What you should do: Every record should be written out exactly, please.

Records shown:

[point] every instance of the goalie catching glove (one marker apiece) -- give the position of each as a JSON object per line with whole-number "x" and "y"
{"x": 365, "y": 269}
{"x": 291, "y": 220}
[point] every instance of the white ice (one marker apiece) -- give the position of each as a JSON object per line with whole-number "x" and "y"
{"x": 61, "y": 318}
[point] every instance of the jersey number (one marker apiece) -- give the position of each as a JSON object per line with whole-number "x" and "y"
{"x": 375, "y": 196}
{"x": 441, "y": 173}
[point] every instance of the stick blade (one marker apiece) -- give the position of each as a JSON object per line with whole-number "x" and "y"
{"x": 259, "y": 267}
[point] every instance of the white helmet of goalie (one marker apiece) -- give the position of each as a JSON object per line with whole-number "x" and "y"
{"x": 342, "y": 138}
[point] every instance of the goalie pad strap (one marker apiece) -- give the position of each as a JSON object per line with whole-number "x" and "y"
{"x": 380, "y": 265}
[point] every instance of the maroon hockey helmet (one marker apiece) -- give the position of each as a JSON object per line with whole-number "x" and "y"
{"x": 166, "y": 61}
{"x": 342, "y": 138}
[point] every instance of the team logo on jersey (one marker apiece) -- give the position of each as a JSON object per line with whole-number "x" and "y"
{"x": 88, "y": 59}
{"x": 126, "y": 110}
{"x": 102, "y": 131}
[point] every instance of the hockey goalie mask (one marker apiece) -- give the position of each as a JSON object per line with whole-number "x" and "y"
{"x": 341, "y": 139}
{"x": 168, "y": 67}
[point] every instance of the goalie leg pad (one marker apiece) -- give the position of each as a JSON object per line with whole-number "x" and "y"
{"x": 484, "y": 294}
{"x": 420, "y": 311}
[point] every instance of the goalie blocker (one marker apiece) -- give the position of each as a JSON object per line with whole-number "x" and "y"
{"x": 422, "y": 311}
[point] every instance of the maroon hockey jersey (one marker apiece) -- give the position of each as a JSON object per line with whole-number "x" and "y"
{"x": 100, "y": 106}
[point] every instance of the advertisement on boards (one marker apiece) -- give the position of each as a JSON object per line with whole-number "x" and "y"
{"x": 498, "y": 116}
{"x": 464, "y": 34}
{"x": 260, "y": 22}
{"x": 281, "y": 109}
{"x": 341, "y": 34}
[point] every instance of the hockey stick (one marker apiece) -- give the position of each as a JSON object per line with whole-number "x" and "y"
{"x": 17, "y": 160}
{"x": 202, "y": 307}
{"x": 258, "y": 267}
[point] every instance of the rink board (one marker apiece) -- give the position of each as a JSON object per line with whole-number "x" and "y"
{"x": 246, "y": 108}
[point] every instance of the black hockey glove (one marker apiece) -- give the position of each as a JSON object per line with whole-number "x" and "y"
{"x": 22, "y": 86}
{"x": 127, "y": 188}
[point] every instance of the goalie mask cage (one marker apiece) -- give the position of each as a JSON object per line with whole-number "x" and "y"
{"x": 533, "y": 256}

Solved problem:
[point] every instance of the goalie catching glove (one marker apiece) -- give the position of each as a JSON object per line with whole-number "x" and "y"
{"x": 365, "y": 269}
{"x": 291, "y": 220}
[point] every instance of the white ice (one marker apiece) -- give the position of each as a JSON object per line with whole-number "x" and "y"
{"x": 61, "y": 318}
[point] every instance of the jersey number (one marker apiece) -- give the position of each as a JSON object per line with whole-number "x" and "y"
{"x": 375, "y": 196}
{"x": 441, "y": 173}
[point] every instance of the stick blade (one marker apiece) -- give the position of each as a JSON object per line with whole-number "x" and "y"
{"x": 259, "y": 267}
[point] every instance of the white helmet of goalie (one marker apiece) -- give the position of each as a JSON object per line with whole-number "x" and "y"
{"x": 342, "y": 138}
[point] every instance of the goalie pad strap (one marker apiece) -- give the position of each as a JSON object per line with whole-number "x" and "y"
{"x": 380, "y": 265}
[point] every instance of the maroon hockey helmet (one marker apiece) -- give the position of each as a JSON object per line with whole-number "x" and "y"
{"x": 166, "y": 61}
{"x": 342, "y": 138}
[point] every instance of the team logo on jersey (one marker apiece) -- give the position of each as a JSON object per line with whole-number "x" and "y"
{"x": 88, "y": 59}
{"x": 126, "y": 110}
{"x": 102, "y": 131}
[point] every instance of the hockey goalie mask (one marker apiece) -- give the position of each as a JSON object per line with whole-number "x" and "y"
{"x": 341, "y": 139}
{"x": 168, "y": 67}
[point] every instance of the goalie leg pad (one marker apiece) -- give the position of each as a JSON object per line with whole-number "x" and "y"
{"x": 484, "y": 294}
{"x": 420, "y": 311}
[point] every instance of the goalie blocker (one marker apiece) -- give the position of each as a JSON object per line with whole-number "x" and "y"
{"x": 422, "y": 311}
[point] every instance of the maroon hockey jersey (one marker apiece) -- give the position of each as a JSON object per line with whole-number "x" and "y"
{"x": 100, "y": 106}
[point] every instance of the advertisement on boards (one marker apiece) -- give the position of each as a JSON object per line with whole-number "x" and "y"
{"x": 498, "y": 116}
{"x": 464, "y": 34}
{"x": 260, "y": 22}
{"x": 281, "y": 109}
{"x": 341, "y": 34}
[point] every instance of the hockey stick (one marker apiece) -- give the position of each as a JSON object per line with whole-number "x" and "y"
{"x": 17, "y": 160}
{"x": 202, "y": 307}
{"x": 258, "y": 267}
[point] every instance of the rink board (one marker apiece) -- give the position of each as a JSON object per line with whole-number "x" and "y"
{"x": 246, "y": 108}
[point] every instance of the black hockey glove (one marker apiece) -- give the position of each as a JSON object per line with whole-number "x" and "y"
{"x": 22, "y": 86}
{"x": 127, "y": 188}
[point] every instance of the goalie mask cage (one marker apiece) -- give the position of each as a JSON object per line with whole-number "x" and "y"
{"x": 533, "y": 256}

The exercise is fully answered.